• What is being asked:
Can you swap "target" for "query" in the lines below, keeping everything else the same and leaving the pictures out?

####################

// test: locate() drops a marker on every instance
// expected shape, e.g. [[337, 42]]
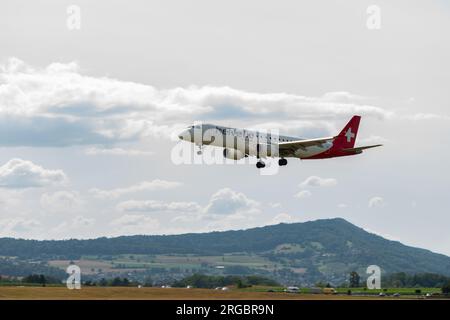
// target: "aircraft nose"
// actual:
[[184, 135]]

####################

• Expected answer:
// test: locate() drops a marker on every instance
// expected shape, e.g. [[337, 42]]
// query: "aircraft nose"
// actual:
[[184, 135]]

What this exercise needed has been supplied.